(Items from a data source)
● ● ● ● ● ● ●
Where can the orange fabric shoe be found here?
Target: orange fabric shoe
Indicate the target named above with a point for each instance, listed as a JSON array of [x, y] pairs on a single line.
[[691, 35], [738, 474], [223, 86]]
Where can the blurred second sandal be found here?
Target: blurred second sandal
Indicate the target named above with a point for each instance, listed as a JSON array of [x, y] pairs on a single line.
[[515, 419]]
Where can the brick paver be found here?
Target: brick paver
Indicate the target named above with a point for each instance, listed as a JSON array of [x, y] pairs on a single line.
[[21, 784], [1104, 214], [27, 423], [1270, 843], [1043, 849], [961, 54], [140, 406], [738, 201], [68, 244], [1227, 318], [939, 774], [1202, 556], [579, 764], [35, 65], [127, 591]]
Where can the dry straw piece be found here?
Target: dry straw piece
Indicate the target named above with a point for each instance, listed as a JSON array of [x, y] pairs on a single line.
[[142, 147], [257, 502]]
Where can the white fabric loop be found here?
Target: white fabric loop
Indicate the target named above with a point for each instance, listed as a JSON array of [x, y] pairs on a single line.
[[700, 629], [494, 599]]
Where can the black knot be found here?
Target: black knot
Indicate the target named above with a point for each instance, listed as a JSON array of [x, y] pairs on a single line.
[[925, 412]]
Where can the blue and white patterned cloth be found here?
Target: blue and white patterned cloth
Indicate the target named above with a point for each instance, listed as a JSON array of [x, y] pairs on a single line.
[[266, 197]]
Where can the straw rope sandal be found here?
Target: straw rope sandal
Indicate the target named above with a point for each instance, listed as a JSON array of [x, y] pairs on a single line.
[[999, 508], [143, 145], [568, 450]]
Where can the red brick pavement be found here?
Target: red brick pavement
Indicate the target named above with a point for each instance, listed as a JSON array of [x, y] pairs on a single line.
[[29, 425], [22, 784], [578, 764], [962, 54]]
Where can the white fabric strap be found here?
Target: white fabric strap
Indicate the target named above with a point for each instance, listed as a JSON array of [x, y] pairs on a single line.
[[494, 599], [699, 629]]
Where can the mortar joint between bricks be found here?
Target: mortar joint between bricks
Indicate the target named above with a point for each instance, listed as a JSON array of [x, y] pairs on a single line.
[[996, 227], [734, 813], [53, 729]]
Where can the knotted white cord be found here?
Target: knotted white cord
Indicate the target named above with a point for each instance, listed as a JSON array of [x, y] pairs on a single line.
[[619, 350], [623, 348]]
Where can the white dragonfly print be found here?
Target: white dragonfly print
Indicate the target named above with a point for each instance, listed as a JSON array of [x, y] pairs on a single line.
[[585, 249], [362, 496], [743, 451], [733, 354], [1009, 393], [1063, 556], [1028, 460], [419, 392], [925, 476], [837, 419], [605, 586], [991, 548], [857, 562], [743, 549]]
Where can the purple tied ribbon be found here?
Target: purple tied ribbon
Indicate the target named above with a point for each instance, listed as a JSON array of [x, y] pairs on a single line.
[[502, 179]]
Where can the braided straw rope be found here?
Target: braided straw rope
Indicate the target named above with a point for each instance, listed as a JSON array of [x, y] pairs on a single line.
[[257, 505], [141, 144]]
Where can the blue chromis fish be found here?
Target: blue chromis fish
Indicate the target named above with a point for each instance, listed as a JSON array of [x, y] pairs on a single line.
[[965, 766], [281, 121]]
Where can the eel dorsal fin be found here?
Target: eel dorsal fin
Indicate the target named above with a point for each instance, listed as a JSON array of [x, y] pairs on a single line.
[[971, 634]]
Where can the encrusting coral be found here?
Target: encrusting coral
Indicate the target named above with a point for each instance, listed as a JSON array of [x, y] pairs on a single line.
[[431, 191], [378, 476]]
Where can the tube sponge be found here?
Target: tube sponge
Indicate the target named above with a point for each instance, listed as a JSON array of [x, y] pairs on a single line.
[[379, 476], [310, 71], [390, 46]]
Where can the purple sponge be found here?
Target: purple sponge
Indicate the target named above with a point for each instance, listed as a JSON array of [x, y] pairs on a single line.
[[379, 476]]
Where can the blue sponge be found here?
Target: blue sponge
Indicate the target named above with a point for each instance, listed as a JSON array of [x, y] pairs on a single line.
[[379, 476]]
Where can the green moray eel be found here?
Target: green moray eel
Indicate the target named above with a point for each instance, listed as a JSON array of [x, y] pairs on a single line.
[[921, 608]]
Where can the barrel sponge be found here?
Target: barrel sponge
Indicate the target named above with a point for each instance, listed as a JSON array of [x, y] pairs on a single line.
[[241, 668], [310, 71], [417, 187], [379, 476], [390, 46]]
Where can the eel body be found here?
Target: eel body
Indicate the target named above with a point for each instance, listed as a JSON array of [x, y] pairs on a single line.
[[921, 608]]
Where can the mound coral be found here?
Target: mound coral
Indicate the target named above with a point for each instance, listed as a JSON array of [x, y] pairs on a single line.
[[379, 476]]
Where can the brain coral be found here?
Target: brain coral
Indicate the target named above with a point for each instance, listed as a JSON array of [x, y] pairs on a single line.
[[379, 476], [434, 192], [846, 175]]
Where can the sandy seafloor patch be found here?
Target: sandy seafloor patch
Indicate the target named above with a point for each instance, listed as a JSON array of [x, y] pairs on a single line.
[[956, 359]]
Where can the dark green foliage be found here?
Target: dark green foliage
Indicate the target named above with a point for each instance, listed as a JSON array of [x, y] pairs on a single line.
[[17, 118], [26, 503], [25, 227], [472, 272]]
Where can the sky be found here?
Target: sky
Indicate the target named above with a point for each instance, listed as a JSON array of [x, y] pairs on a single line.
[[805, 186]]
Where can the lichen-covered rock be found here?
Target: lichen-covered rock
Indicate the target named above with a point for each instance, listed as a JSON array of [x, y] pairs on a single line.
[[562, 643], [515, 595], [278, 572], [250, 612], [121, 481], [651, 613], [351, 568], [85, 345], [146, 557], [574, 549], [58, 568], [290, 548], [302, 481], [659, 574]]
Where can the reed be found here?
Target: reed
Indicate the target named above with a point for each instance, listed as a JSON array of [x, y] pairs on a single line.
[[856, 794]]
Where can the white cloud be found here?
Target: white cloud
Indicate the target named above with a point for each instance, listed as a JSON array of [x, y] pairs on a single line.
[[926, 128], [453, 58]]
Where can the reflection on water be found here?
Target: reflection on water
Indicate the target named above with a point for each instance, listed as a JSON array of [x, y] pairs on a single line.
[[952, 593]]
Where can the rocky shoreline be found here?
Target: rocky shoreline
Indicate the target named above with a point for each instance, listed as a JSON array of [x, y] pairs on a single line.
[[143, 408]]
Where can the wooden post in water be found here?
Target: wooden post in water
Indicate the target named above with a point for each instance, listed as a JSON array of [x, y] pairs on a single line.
● ● ● ● ● ● ●
*Problem statement*. Nothing may be omitted. Restate all of the entries exactly.

*Exercise response*.
Where can the orange fabric shoe be found here?
Target: orange fabric shoe
Indicate the target named above with a point for each instance, listed as a JSON array of [x, y] pairs on a single line.
[[691, 35], [738, 474], [223, 86]]
Where can the blurred second sandal be found here?
Target: blurred second sandal
Indicate the target named above with a point for each instance, listed as a JSON array of [x, y] pairs on a single line.
[[515, 419]]
Where can the brick paver be found here?
Target: brick paver
Indicate the target named above with a point for each instance, listed as a JSON array of [x, y] pairs on a single line.
[[21, 784], [1104, 214], [27, 423], [1270, 843], [1043, 849], [961, 54], [140, 406], [738, 201], [68, 244], [1227, 318], [939, 774], [1202, 556], [579, 764], [35, 65], [127, 591]]
Where can the dry straw piece be found here?
Target: dry straw piece
Indicate the target named above with a point for each instance, listed as a JSON array of [x, y] pairs on a single line.
[[142, 147], [257, 502]]
Where can the white fabric loop be found here?
Target: white fabric loop
Indicate the target named above with a point for each instance, listed as a JSON array of [x, y] pairs on a single line.
[[700, 629], [494, 599]]
Where can the black knot be found here?
Target: black knot
Indicate the target named above with a point for each instance, listed as a JSON array of [x, y] pairs on a single line.
[[925, 412]]
Where can the blue and white patterned cloth be found here?
Target: blue and white patterned cloth
Indicate the target named above with a point for each instance, listed as a JSON array of [x, y] pairs on a single line.
[[266, 197]]
Where can the straw rope sandal be found here?
Target: straw rope sandal
Indicate the target named above with a point for each instance, listed as a JSON array of [x, y] pairs on a single line.
[[999, 508], [143, 145], [568, 450]]
Where can the red brick pavement be found here?
Target: red brick pavement
Indicate the target named above with a point for each instance, listed as a JSON array of [x, y] pairs on a single line.
[[29, 425], [22, 784], [578, 764], [962, 54]]
Where can the white fabric strap be found here?
Target: white fabric strap
Indicate the target named above with a point for each instance, listed as a JSON array of [x, y] pairs on a single line.
[[494, 599], [699, 629]]
Where can the mortar joint between bricks be found here?
Target: mortar joint between bricks
Indicate the target named above with a point for each instance, listed as a JSON array of [x, y] pairs on a single line.
[[996, 227], [734, 813], [53, 729]]
Where can the knotted white cord be found here?
Target: knotted white cord
Indicate the target named above with a point for each instance, listed as a JSON array of [x, y] pairs on a single line.
[[619, 350], [623, 348]]
Where can the white dragonfly print be found here?
Target: white dragonfly print
Indicate the target named above with a point for each instance, listed as a JSON array of [x, y] pairs on a single line.
[[585, 249], [362, 496], [743, 451], [733, 354], [1009, 393], [1063, 556], [1028, 460], [419, 392], [925, 476], [837, 419], [605, 586], [991, 548], [857, 562], [743, 549]]
Where can the purple tied ribbon be found here?
Target: purple tied ribbon
Indicate the target named above with a point for each instance, listed as a JSON array of [x, y] pairs on a single line.
[[502, 179]]
Where can the braided straw rope be found here?
Target: braided straw rope
Indicate the target named above with a point for each instance, listed as a JSON array of [x, y] pairs on a single line.
[[257, 505], [141, 144]]
Where can the blue chromis fish be found here?
Target: blue chromis fish
Indicate the target named above with a point for each instance, listed as a JSON array of [x, y] pairs on a single line.
[[965, 766], [281, 121]]
Where can the eel dorsal fin be found here?
Target: eel dorsal fin
Indicate the target named above with a point for each instance, listed as a JSON array of [x, y] pairs on a single line.
[[971, 634]]
Where can the encrusting coral be found here?
Target: encrusting coral
Indicate the target named above with a point for each instance, listed as a JSON array of [x, y] pairs on a single line.
[[431, 191], [378, 476]]
Where can the tube sponge be found here?
Target: tube sponge
Indicate the target named above with a point for each instance, listed as a JSON array of [x, y] pairs on a single line.
[[379, 476], [310, 71], [390, 46]]
Where can the purple sponge be found here?
Target: purple sponge
Indicate the target named above with a point for each instance, listed as a JSON array of [x, y] pairs on a single line.
[[379, 476]]
Where can the blue sponge be found here?
Target: blue sponge
Indicate the target named above with a point for each instance, listed as a JSON array of [x, y] pairs on a single line.
[[379, 476]]
Where can the green moray eel be found here?
Target: green moray eel
Indicate the target named above with a point for each instance, listed as a JSON array of [x, y] pairs on a single line.
[[921, 608]]
Where can the barrel sponge be found here?
Target: barrel sponge
Indicate the target named above with a point for each instance, listed as a JSON array of [x, y] pairs on a single line.
[[241, 668], [310, 71], [417, 187], [379, 476], [390, 46]]
Where can the eel body be found here?
Target: eel body
Indicate the target named above with a point for each instance, listed as a JSON array of [x, y] pairs on a single line.
[[921, 608]]
Where can the mound coral be found here?
Target: mound coral
Indicate the target named above with a point for each instance, listed as a JSON array of [x, y] pairs on a single line.
[[379, 476]]
Where can the brain coral be found here?
Target: brain coral
Indicate the target named above with a point for each instance, listed as a JSON array of [x, y] pairs on a single line.
[[379, 476], [434, 192], [846, 175]]
Where can the sandy seafloor patch be found here?
Target: sandy seafloor patch
Indicate the target named above with a point for each instance, listed as a JSON array of [x, y] pairs on a single line.
[[956, 359]]
Where can the dark green foliage be found here?
Target: dark green foliage
Indicate the target named above with a point for each instance, listed as a JSON array of [x, y] pairs on a single line.
[[17, 118], [26, 503], [25, 227], [472, 272]]
Where can the sky be found here?
Target: sky
Indicate the target named above with a point for each instance, listed as a JSON array of [x, y] pairs on a single line.
[[805, 186]]
Where can the lichen-covered rock be found here?
Target: lichen-covered rock
Indicate the target named above with a point for each instance, listed as a JSON array of [x, y] pairs on a single line.
[[562, 643], [515, 595], [278, 572], [250, 612], [121, 481], [651, 613], [351, 568], [85, 345], [146, 557], [574, 549], [58, 568], [290, 548], [302, 481], [659, 574]]
Where can the reed be found here?
Target: reed
Indicate the target named above with a point for each instance, listed as a JSON array of [x, y] pairs on a single line.
[[856, 794]]
Where can the white cloud be found here?
Target: white cloud
Indicate the target named above with a point for each instance, listed as a JSON array of [x, y] pairs on a single line.
[[926, 128], [453, 58]]
Where can the reflection on water be found here?
Target: reflection on water
Indicate the target named above with a point for each instance, listed as a JSON array of [x, y] pairs on a single line.
[[952, 593]]
Where can the rocky shoreline be found here?
Target: rocky shoreline
Indicate the target named above with a point for each instance, listed as a JSON array of [x, y] pairs on a single line.
[[143, 408]]
Where can the wooden post in water be found here?
Target: wooden post in water
Indicate the target named above with a point for each instance, listed as a JSON array of [x, y] pairs on a single line.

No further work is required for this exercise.